Reproduce every line of these entries word for word, leaving out the pictures.

══ Record excerpts ══

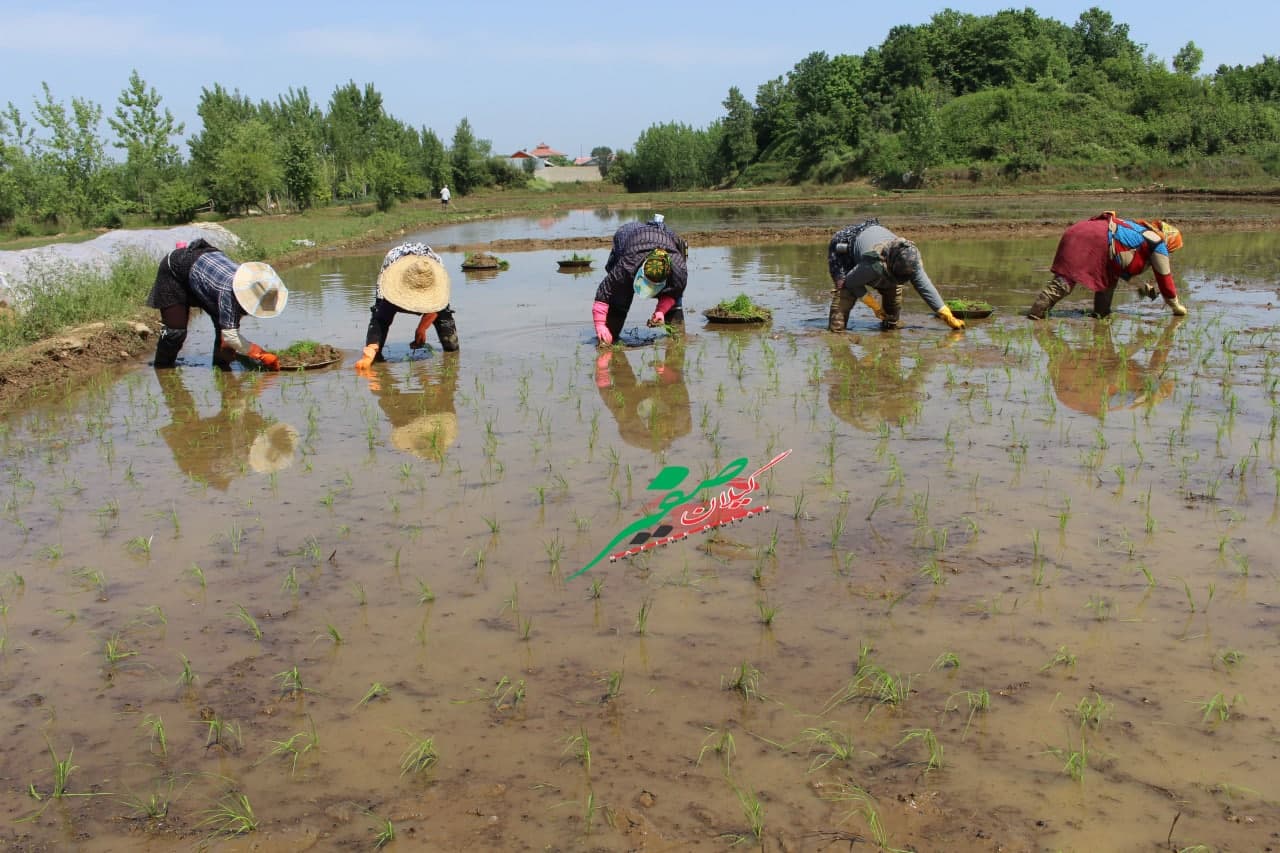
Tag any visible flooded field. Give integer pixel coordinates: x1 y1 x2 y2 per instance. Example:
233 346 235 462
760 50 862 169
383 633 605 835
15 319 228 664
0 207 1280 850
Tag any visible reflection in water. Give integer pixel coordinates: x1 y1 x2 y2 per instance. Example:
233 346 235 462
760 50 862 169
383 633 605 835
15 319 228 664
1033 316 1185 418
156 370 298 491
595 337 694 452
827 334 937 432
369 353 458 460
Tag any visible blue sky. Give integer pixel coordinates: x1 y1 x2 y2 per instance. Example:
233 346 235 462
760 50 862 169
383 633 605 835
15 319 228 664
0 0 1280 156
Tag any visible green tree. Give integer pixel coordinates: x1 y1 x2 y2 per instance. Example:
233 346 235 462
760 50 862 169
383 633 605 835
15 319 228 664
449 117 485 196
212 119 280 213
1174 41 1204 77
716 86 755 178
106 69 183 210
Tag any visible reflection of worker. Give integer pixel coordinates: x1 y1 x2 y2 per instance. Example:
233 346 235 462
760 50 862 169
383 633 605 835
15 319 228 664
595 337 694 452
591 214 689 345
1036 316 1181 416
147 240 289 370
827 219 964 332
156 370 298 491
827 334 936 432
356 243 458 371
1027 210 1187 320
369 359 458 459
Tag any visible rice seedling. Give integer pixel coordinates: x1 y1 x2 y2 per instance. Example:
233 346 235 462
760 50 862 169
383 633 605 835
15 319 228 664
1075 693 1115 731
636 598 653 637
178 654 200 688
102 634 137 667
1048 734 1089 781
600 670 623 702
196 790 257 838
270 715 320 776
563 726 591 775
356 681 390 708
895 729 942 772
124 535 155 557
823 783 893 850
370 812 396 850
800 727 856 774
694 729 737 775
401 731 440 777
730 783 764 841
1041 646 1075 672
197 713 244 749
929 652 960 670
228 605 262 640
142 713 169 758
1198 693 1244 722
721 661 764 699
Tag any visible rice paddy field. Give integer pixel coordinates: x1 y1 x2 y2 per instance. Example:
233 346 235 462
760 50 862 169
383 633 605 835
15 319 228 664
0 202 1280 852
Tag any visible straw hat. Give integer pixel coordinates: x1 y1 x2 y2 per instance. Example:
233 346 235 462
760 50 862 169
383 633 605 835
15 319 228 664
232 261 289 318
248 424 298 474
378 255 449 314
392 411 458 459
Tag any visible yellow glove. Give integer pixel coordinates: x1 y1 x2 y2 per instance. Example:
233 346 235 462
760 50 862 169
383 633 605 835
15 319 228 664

═══

_Result of the exercise_.
Tag any visible flooded field. Give integer pixel coordinates: x1 y1 x2 y2 per instance. Example:
233 346 235 462
760 50 862 169
383 633 605 835
15 319 228 664
0 207 1280 850
Tag any visible reflection in water. Give integer pixel coordinates: x1 y1 x2 y2 per instance. Example:
233 346 235 462
760 50 862 169
383 633 605 835
15 319 228 664
1033 316 1185 418
156 370 298 491
595 337 694 452
827 334 937 432
369 353 458 460
Tag any visible blue sky. Give integer pixel coordinates: x1 y1 x2 y2 per instance. Example:
233 346 235 462
760 50 862 169
383 633 605 835
15 319 228 664
0 0 1280 156
Tag any visible green tree. Give integer pixel coordinates: x1 y1 x2 y2 per instance. Example:
233 346 235 462
760 50 862 169
383 633 605 835
15 319 228 664
449 117 485 196
212 119 280 213
1174 41 1204 77
716 86 755 178
106 69 183 210
Tag any visible reflection of worker. Give integer pixel coordinates: x1 y1 x2 y2 per instance. Example:
233 346 235 462
760 50 862 169
383 633 605 835
15 319 228 664
595 337 694 452
591 214 689 345
1036 316 1181 416
147 240 289 370
827 219 964 332
156 370 298 491
827 334 936 432
356 243 458 371
1027 210 1187 320
369 359 458 459
Tag any visible rice seedling. Give integer pixel coordinates: x1 y1 x2 y2 per instance. Example:
233 346 235 462
760 50 862 169
383 633 605 835
15 319 228 664
1075 693 1115 731
636 598 653 637
178 654 200 688
102 634 137 667
1048 734 1089 781
600 670 623 702
196 790 257 838
270 715 320 776
563 726 591 775
356 681 390 708
895 729 942 772
124 535 155 557
823 783 893 850
370 812 396 850
800 727 856 774
694 729 737 775
401 731 440 777
730 783 764 841
1041 646 1075 672
197 713 244 749
929 652 960 670
228 605 262 640
142 713 169 758
1198 693 1244 722
721 661 764 699
Tag any visible rice paddy field. Give integer pixel coordinates: x1 y1 x2 y2 per instance. Example:
233 346 235 462
760 50 862 169
383 633 605 835
15 319 228 664
0 202 1280 852
Tag any visible straw hat. Give integer pixel coordinates: x1 y1 x2 y2 per instance. Example:
233 346 235 462
760 50 862 169
383 633 605 835
15 319 228 664
232 261 289 318
248 424 298 474
378 255 449 314
392 411 458 459
Tag any visible yellow glove. Give integer pixel coordinates: x1 y1 x2 y2 per instance. Example:
233 346 235 462
760 50 862 169
383 633 605 835
15 319 228 664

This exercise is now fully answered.